● **Recorded data**
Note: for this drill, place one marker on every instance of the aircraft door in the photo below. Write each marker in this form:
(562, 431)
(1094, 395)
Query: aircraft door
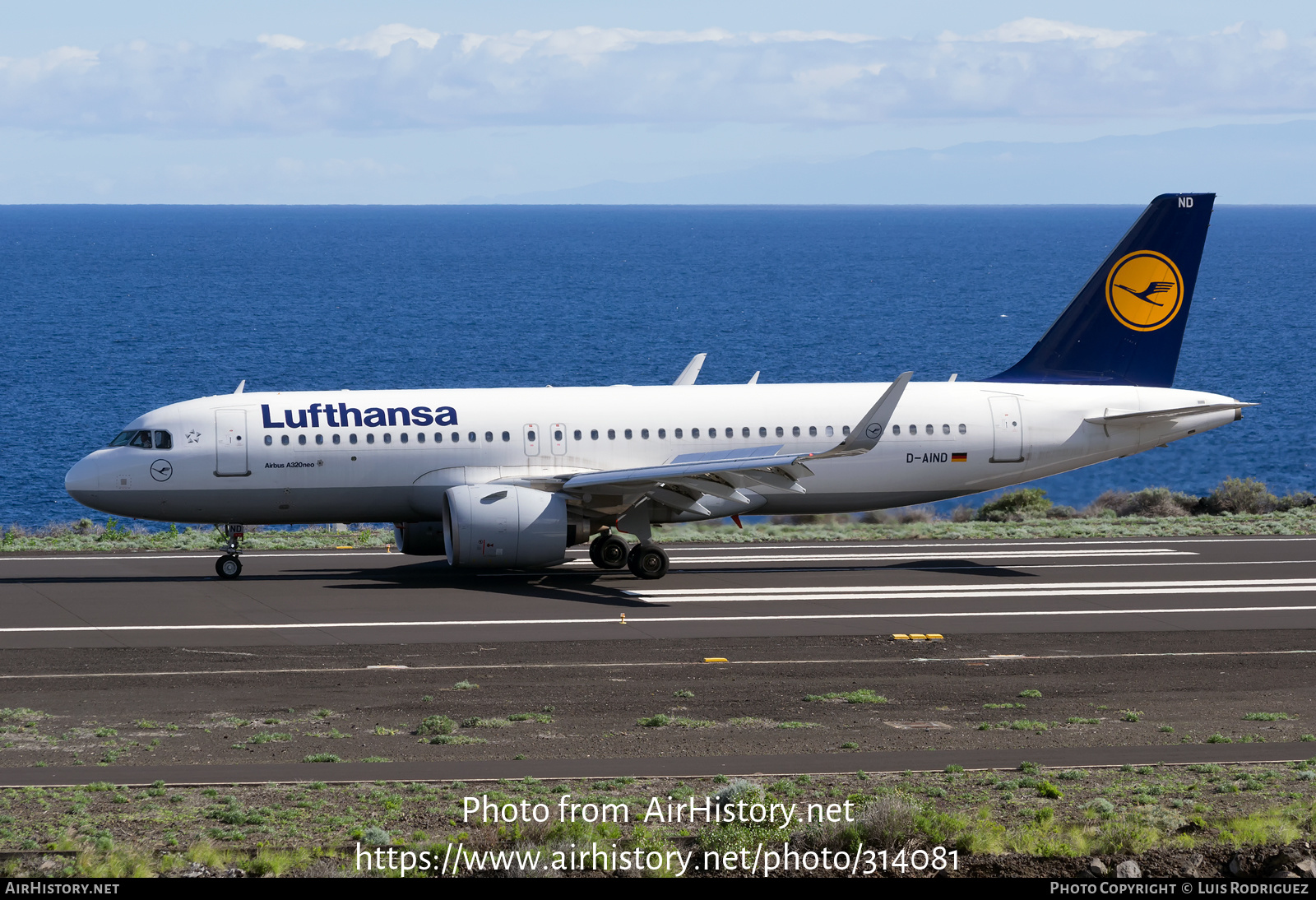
(1007, 429)
(230, 440)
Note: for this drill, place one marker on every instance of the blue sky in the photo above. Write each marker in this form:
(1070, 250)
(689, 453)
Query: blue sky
(412, 101)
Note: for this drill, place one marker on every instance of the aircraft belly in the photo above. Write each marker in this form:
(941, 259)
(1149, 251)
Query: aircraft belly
(274, 505)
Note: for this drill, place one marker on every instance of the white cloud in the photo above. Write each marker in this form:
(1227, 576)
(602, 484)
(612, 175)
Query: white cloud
(1036, 30)
(401, 77)
(282, 41)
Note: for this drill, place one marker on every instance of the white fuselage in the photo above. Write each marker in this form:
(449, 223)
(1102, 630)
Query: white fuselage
(248, 457)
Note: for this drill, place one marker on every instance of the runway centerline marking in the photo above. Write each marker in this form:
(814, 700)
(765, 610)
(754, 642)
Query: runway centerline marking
(339, 670)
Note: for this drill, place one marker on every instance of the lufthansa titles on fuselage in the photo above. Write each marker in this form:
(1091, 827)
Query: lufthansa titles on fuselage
(345, 416)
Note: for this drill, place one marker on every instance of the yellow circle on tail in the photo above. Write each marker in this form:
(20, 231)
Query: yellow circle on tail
(1144, 291)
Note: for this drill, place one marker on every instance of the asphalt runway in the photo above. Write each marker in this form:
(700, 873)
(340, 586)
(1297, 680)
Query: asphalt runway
(760, 590)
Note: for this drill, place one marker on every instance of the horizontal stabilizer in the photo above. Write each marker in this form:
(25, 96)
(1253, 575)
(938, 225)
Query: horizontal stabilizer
(1155, 415)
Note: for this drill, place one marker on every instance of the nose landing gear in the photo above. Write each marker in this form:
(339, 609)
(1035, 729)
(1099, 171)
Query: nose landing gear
(229, 566)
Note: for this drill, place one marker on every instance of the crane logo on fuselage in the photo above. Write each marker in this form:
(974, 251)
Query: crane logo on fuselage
(345, 416)
(1144, 290)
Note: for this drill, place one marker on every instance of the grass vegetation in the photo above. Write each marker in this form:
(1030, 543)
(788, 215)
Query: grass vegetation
(1235, 507)
(290, 829)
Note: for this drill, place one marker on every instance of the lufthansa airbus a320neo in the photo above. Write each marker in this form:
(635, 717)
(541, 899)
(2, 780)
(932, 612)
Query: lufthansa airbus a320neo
(510, 478)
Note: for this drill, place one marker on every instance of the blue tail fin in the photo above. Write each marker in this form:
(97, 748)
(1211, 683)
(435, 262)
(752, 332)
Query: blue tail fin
(1125, 325)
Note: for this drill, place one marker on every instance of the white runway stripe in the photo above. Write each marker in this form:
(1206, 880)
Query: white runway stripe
(202, 557)
(964, 591)
(633, 620)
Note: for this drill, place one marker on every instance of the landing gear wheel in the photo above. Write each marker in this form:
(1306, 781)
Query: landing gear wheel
(228, 566)
(649, 562)
(611, 551)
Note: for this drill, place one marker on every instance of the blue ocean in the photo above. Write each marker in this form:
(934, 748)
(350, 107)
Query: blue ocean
(112, 311)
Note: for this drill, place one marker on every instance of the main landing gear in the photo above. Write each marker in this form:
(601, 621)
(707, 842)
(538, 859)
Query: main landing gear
(611, 551)
(229, 566)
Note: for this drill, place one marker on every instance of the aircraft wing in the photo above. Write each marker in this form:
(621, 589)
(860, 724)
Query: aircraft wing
(1133, 419)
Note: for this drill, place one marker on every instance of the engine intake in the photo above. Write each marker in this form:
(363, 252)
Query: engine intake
(506, 527)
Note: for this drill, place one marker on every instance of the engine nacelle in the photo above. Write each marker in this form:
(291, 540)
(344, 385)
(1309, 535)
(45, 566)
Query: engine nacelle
(420, 538)
(506, 527)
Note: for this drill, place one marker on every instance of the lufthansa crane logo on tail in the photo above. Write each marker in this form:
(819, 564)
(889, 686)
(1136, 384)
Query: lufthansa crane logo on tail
(1144, 291)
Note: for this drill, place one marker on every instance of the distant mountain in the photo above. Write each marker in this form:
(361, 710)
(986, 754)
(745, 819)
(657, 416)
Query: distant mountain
(1243, 164)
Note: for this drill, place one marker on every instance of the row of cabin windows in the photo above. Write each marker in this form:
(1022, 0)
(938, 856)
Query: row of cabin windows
(453, 437)
(471, 437)
(145, 440)
(694, 434)
(929, 429)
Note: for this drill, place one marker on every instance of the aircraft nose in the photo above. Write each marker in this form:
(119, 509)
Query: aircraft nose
(83, 476)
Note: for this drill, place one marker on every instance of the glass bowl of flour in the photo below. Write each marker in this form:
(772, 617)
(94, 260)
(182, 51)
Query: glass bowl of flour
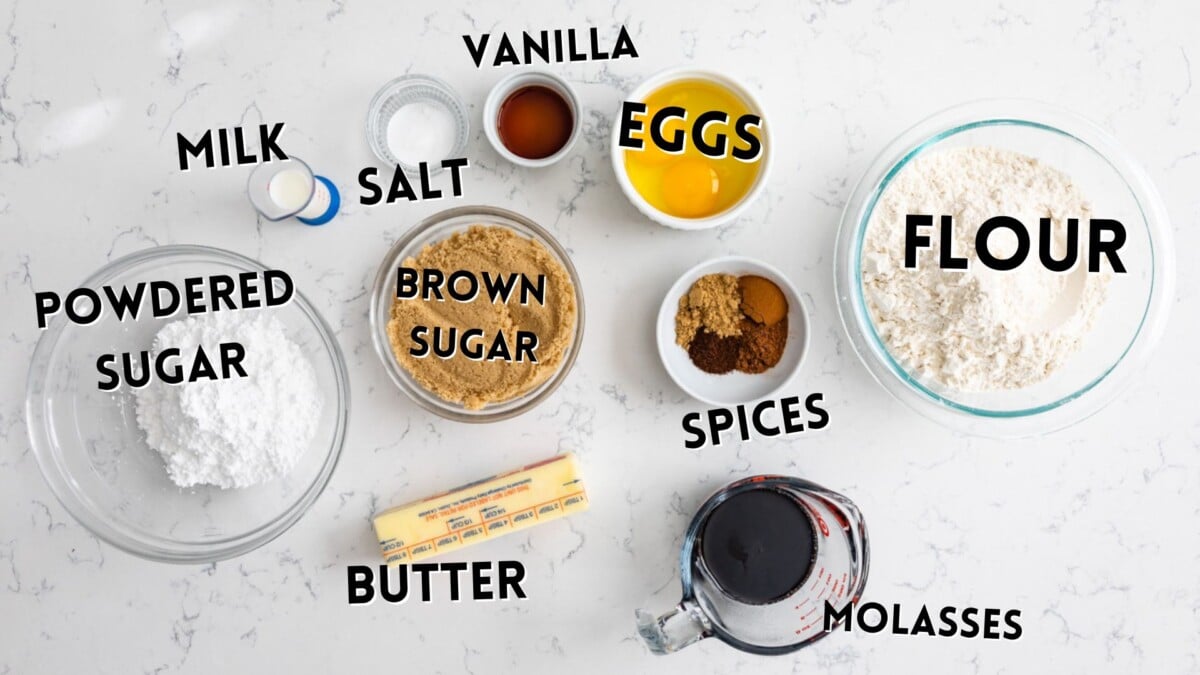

● **Problem requirements**
Gather every line in the listing that contains the word "windows", treating case as significant.

● **Exercise response**
Note: for this drill, place one marker on every instance of the row of cabin windows in the photo above. Write each marker in this form:
Query: row of cabin windows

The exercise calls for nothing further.